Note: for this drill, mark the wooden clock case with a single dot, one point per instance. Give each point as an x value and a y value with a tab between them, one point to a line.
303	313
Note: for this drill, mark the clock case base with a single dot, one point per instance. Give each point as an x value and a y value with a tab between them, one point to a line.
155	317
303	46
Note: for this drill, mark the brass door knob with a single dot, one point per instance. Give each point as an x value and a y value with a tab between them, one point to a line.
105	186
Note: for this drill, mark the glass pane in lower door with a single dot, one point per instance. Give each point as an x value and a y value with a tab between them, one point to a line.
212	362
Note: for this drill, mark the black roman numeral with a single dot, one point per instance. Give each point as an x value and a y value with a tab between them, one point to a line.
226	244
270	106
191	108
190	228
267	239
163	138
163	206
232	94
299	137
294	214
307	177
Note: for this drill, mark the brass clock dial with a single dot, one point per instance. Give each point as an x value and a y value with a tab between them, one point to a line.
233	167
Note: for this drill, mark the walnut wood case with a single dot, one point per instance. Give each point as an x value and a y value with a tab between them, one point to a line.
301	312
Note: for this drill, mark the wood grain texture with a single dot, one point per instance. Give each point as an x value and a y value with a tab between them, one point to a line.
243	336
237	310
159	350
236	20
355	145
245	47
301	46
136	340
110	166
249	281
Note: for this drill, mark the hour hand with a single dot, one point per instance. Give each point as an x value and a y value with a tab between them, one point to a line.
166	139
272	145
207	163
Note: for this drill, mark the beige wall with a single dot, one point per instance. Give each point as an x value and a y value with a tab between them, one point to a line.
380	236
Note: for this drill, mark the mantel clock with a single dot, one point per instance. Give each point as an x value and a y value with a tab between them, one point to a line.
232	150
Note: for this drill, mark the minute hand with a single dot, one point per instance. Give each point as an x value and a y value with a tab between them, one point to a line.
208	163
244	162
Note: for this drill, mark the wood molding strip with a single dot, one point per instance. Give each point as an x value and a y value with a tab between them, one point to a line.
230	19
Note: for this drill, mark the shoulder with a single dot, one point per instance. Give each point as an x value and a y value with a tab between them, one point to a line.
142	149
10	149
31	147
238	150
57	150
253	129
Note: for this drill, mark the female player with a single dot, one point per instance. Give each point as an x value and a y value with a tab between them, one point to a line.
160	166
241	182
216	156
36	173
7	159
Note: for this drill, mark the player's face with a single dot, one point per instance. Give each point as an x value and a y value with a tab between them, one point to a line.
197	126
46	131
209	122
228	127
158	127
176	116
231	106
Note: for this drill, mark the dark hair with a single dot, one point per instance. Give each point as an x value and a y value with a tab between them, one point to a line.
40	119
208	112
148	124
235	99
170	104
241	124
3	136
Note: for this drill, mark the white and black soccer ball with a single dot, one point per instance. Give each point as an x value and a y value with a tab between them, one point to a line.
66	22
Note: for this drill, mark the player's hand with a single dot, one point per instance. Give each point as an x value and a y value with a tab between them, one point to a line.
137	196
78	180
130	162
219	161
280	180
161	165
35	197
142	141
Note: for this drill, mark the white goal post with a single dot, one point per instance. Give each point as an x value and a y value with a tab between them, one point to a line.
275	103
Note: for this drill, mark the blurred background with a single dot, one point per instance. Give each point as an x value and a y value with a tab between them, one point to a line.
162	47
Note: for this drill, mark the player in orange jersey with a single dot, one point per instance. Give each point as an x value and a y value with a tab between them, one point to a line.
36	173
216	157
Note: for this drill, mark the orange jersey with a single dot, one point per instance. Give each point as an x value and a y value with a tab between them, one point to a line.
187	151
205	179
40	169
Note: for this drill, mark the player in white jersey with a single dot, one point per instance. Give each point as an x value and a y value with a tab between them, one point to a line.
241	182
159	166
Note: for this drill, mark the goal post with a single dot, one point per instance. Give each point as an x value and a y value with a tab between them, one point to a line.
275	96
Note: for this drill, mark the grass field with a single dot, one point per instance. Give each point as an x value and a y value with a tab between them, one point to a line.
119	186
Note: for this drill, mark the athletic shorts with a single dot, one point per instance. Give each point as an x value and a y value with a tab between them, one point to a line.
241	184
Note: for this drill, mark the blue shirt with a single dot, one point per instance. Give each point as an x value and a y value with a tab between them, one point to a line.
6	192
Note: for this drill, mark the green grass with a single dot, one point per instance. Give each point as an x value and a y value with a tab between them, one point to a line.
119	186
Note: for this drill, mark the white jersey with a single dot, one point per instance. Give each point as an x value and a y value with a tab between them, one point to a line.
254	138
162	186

_PROBLEM DESCRIPTION:_ Transcribe every line of the records, keeping each one exact.

_ANSWER BOX:_
Note: for this drill, mark the wooden clock case with a single dot, one point per instance. Give each point as an x value and a y value with a tab between them, one point to a line.
303	313
Note: for this drill, mark the clock case base with a single dot, one point per instance. Give each point as an x value and a y value with a tab between them, one point to a line.
155	317
303	46
Note: for this drill, mark the brass door knob with a single dot, one point per instance. Give each point as an x value and a y value with a tab between them, one point to a line.
105	186
Note: for this drill, mark the glass pane in lower door with a single dot, one point per instance. Give each point as an x value and a y value with a tab between them, one point to a line.
212	362
Note: for this drill, mark the black roman numeral with a single dot, one point per instance. Give each point as an x value and a y value with a tab between them, one point to a line.
226	244
270	106
191	108
190	228
267	239
163	138
163	206
232	94
299	137
294	214
307	177
Note: for this drill, mark the brass clock dial with a single dot, one point per instance. Give each point as an x value and a y value with a tab between them, one point to a line.
233	167
Note: for this drill, mark the walnut wood case with a single dot, one point per instance. Give each point as an x value and a y value with a tab between them, one point to a line.
301	312
Note: for this drill, mark the wood grain texture with a single dot, one point per instance. Give each point as an x value and a y value with a tab between them, one point to a line.
243	336
237	310
159	350
236	20
355	145
245	47
301	46
136	340
110	166
249	281
Note: for this drill, mark the hour hand with a single dot, one point per instance. Give each point as an x value and a y value with a tab between them, one point to a line.
166	139
272	145
207	163
Note: for this drill, mark the beige wall with a single dot, one point per instance. Give each point as an x value and a y value with a tab between them, one point to a line.
380	236
Note: for this drill, mark the mantel clock with a single dot, one point per instance. Give each point as an x value and a y value with a tab between them, one point to a line.
232	150
Note: for this drill, mark the minute hand with a single dot, one point per instance. Give each point as an x value and a y value with a tab between them, one point to a line.
208	163
244	162
Note: for this drill, mark the wood molding strip with a single dot, one point per instance. Give each point as an x value and a y value with a tab between them, one point to a line.
230	19
Note: for this drill, mark the shoulder with a single dot, one point per instance. Give each point as an x value and a y value with a tab between them, one point to a line.
142	149
10	149
31	147
238	150
57	150
253	129
Note: for this drill, mark the female player with a single dot, one point per instance. Give each point as an x value and a y value with a tab between them, one point to a line.
160	166
241	182
216	156
36	173
7	159
Note: for this drill, mark the player's face with a single dot, one point per instance. Give each point as an x value and a y value with a tab between them, one point to a line.
197	126
46	131
209	122
228	127
158	127
176	116
231	106
Note: for this drill, mark the dark hair with a single dot, one point per instance. Give each point as an x value and a y value with a tab between them, one point to a line.
40	119
208	112
148	124
235	99
170	104
241	124
3	136
Note: for this drill, mark the white and black soccer ball with a single dot, one point per instance. Give each point as an x value and a y value with a tab between them, one point to a line.
66	22
Note: for this drill, mark the player's hand with a single dot, one point per instance. Give each point as an x value and a y value with a tab between them, one point to a line.
137	196
78	180
130	162
219	161
280	180
161	165
35	197
142	141
Note: for this drill, mark the white goal post with a single dot, one point per instance. Give each point as an x value and a y value with a tab between them, one point to a line.
275	103
Note: for this drill, mark the blurred background with a single dot, one point per instance. Give each point as an x value and a y value with a tab between them, one point to a line.
162	47
Note: for this drill, mark the player in orange jersey with a single dot, one point per instance. Give each point as an x value and a y value with a tab between them, one point to a line.
36	173
216	157
Note: for this drill, mark the orange jersey with a single dot, one point per instance. Give each point as an x value and a y value with a tab between them, one point to a line.
187	151
205	179
40	169
Note: for this drill, mark the player in white jersey with a single dot, one point per instance. Give each point as an x value and a y value with a tab between them, one point to a line.
241	182
159	166
Note: for this drill, mark the goal post with a single dot, one point per instance. Give each point as an x value and a y value with a tab between them, one point to a line.
275	96
Note: for this drill, mark the grass field with a single dot, one point per instance. Give each point as an x value and a y value with a tab between them, one point to a line.
119	186
Note: for this drill, mark the athletic shorts with a single dot, one point per instance. Give each point as an x value and a y value with a tab between them, one point to a line.
241	184
Note: for this drill, mark the blue shirt with a single dot, one point per instance. Give each point as an x value and a y value with a tab between them, one point to a line.
6	192
Note: for this drill, mark the green grass with a single dot, one point per instance. Give each point as an x value and a y value with a tab between them, one point to a line.
119	186
Note: for this drill, mark the white jersey with a single dot, one point per instance. Give each point as an x value and a y value with a tab between them, one point to a line.
254	138
162	186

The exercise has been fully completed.